### Items

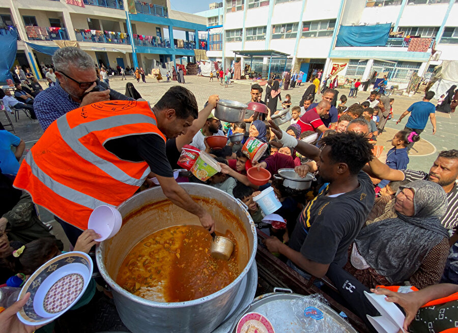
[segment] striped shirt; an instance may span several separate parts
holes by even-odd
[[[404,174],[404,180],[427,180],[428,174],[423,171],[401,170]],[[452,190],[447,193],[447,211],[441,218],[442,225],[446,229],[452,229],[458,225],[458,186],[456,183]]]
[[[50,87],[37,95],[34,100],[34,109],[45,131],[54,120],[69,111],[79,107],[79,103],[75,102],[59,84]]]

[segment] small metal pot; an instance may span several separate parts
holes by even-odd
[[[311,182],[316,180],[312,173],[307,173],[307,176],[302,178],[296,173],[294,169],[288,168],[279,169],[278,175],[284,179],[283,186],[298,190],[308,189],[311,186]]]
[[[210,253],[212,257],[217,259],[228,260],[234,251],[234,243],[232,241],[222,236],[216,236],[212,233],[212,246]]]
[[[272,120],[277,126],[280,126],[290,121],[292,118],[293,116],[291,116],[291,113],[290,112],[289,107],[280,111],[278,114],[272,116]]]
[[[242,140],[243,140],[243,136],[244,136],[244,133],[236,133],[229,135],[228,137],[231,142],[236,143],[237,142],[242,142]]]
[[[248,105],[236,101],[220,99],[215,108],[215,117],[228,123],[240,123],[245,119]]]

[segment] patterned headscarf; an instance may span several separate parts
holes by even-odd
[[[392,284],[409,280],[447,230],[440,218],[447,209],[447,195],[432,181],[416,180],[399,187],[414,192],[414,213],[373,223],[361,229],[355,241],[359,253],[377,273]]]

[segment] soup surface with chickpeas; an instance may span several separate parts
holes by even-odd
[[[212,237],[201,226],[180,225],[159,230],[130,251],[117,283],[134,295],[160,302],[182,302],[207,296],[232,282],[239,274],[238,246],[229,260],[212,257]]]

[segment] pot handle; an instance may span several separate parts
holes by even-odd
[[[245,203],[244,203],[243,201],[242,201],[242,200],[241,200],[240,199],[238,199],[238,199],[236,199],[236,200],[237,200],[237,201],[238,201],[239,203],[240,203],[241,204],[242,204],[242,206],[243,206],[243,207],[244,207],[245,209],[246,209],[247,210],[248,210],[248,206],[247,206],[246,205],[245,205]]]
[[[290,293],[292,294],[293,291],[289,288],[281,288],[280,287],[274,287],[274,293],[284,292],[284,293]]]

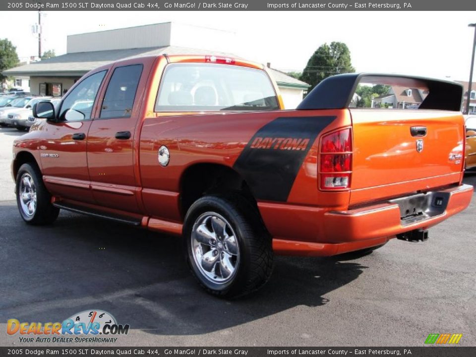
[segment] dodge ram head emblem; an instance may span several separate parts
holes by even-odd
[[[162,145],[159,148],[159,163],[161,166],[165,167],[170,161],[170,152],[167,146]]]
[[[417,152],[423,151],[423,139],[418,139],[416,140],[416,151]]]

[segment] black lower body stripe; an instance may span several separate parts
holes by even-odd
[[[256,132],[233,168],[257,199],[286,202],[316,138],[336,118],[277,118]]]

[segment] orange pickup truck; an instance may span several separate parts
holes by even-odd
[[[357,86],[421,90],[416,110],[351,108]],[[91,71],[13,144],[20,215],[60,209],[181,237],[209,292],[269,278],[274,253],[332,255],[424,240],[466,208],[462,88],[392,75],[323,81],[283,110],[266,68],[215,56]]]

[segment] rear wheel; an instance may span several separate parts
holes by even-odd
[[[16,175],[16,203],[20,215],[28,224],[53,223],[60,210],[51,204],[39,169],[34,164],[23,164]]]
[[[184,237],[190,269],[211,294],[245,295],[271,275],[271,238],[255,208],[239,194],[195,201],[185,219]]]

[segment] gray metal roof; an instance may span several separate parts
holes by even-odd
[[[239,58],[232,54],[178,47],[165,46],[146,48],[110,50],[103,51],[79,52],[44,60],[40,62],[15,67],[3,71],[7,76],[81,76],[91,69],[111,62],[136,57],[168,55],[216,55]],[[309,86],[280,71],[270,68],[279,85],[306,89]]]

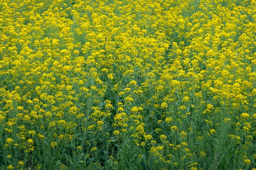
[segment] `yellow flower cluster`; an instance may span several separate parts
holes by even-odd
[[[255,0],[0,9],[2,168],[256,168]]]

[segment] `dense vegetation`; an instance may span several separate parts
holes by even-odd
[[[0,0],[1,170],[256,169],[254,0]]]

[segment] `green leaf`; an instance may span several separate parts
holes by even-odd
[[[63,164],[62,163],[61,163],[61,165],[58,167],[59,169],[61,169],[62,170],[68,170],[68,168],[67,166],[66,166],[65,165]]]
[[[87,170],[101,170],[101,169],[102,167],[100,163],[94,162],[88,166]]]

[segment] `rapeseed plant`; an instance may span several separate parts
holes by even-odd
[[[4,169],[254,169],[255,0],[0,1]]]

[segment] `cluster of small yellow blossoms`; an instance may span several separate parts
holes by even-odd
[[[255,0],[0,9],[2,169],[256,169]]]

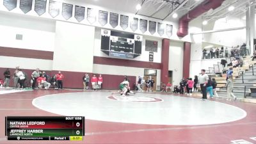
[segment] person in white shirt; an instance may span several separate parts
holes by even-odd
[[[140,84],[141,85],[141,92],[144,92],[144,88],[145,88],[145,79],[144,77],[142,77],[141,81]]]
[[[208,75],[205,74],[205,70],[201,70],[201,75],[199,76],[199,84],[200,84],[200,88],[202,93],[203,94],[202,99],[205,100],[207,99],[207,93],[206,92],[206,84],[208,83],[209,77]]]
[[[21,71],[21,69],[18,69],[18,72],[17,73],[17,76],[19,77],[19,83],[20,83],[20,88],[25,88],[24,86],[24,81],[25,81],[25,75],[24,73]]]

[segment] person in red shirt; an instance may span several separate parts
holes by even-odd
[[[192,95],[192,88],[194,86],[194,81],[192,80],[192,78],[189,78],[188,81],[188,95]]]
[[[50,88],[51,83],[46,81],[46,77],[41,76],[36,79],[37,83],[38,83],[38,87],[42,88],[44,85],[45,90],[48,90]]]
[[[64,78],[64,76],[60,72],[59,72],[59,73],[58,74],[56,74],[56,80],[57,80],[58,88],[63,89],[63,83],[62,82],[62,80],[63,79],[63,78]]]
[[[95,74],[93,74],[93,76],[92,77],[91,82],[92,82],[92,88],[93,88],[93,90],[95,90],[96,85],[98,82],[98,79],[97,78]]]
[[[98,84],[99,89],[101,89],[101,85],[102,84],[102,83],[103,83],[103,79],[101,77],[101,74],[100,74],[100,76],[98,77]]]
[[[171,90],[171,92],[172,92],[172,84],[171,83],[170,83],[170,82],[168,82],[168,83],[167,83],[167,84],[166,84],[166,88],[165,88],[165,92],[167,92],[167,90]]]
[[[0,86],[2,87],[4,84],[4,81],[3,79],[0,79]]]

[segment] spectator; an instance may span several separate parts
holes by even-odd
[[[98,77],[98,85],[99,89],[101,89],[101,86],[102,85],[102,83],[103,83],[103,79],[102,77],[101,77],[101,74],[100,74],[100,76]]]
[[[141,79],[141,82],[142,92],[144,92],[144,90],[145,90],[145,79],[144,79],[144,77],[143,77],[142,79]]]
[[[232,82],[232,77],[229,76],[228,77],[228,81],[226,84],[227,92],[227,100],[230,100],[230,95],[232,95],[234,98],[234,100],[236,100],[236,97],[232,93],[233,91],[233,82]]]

######

## Given problem
Reproduce the stretch of the listing from the line containing "of small yellow" through the line containing "[[[255,0],[0,9],[2,169],[256,169]]]", both included, scaling every coordinate in the answers by 0.7 and rounding to whole numbers, with halves rounded up. Keep the requests unchanged.

## Written solution
[segment] `cluster of small yellow blossoms`; an instance may span several separate parts
holes by even-odd
[[[179,0],[0,6],[1,118],[179,118]]]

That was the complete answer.